**KETENTUAN TUGAS**
Berdasarkan kutipan dokumen tentang PMK 37/2025, jelaskan dalam satu sampai tiga kalimat mengapa platform PMSE kini memungut PPh Pasal 22 dari para pedagang.

**KUTIPAN DOKUMEN**
※

Simak! Baru Terbit PMK 37/2025, Pengelola Platform Lokapasar Kini Pungut PPh Pasal 22

Oleh: Didik Yandiawan, pegawai Direktorat Jenderal Pajak
Pemerintah segera melibatkan platform perdagangan melalui sistem elektronik (PMSE) sebagai pemungut Pajak Penghasilan (PPh) Pasal 22 dari para pedagang. Hal ini diatur dalam Peraturan Menteri Keuangan Nomor 37 Tahun 2025 yang baru saja terbit. PMK 37/2025 ini tentang Penunjukan Pihak Lain sebagai Pemungut Pajak Penghasilan serta Tata Cara Pemungutan, Penyetoran, dan Pelaporan Pajak Penghasilan yang Dipungut oleh Pihak Lain atas Penghasilan yang Diterima atau Diperoleh Pedagang Dalam Negeri dengan Mekanisme Perdagangan Melalui Sistem Elektronik.

※

**KUTIPAN SUMBER**
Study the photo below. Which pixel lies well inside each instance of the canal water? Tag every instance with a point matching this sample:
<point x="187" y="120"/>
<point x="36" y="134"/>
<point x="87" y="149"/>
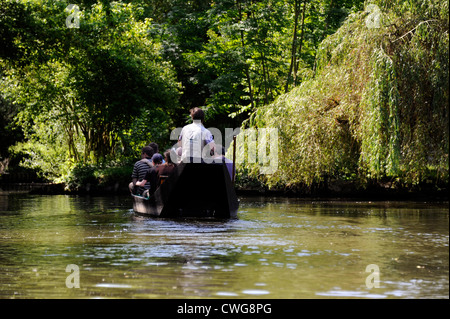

※

**JAWABAN YANG DIHARAPKAN**
Platform PMSE kini memungut PPh Pasal 22 karena hal itu diatur dalam Peraturan Menteri Keuangan Nomor 37 Tahun 2025, yang baru saja terbit. Aturan ini menunjuk pihak lain sebagai pemungut Pajak Penghasilan. Aturan ini juga mengatur tata cara pemungutan, penyetoran, dan pelaporan PPh atas penghasilan pedagang dalam negeri yang berdagang melalui sistem elektronik.